**PROMPT:**
Please set down, word for word, the part of the "Fading away" text below from "I’ve never thought" to "used to be.".

**PASSAGE SHOWN:**
Fading away

I’ve never thought of myself as skinny. I knew that I wasn’t fat but I always felt broad and solid.

But something happened. I needed to use a belt when I wore my fitted jeans.

I think I have been on the run for the last five months or so. Don’t get me wrong, I still take time off to unwind – watch TV/movies, read books at the beach and spend time with friends.

However there have been changes at work and my role has changed considerably. One week I had to go to the country to help co-facilitate a program. The mornings were early and we had to run (well, not run but you get the idea) between two towns to train two different groups. Because we rushed I was never able to eat a proper snack waking up early I was never in the mood to have a good breakfast and my meals were not as big as they used to be.

When I wake up early in the morning my energy is low. My body sometimes doesn’t listen to me and it is hard to move around. I know that I have to eat something But I don’t have it in me to make a big breakfast. I end up having a coffee and maybe an English muffin, crumpet or a piece of toast.

**INFORMATION SUPPLIED:**
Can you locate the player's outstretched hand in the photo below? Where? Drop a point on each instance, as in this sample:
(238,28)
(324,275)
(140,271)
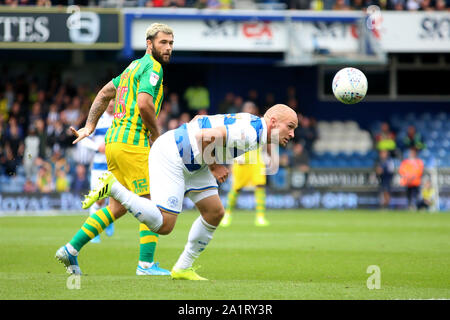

**ANSWER AREA:**
I’ve never thought of myself as skinny. I knew that I wasn’t fat but I always felt broad and solid.

But something happened. I needed to use a belt when I wore my fitted jeans.

I think I have been on the run for the last five months or so. Don’t get me wrong, I still take time off to unwind – watch TV/movies, read books at the beach and spend time with friends.

However there have been changes at work and my role has changed considerably. One week I had to go to the country to help co-facilitate a program. The mornings were early and we had to run (well, not run but you get the idea) between two towns to train two different groups. Because we rushed I was never able to eat a proper snack waking up early I was never in the mood to have a good breakfast and my meals were not as big as they used to be.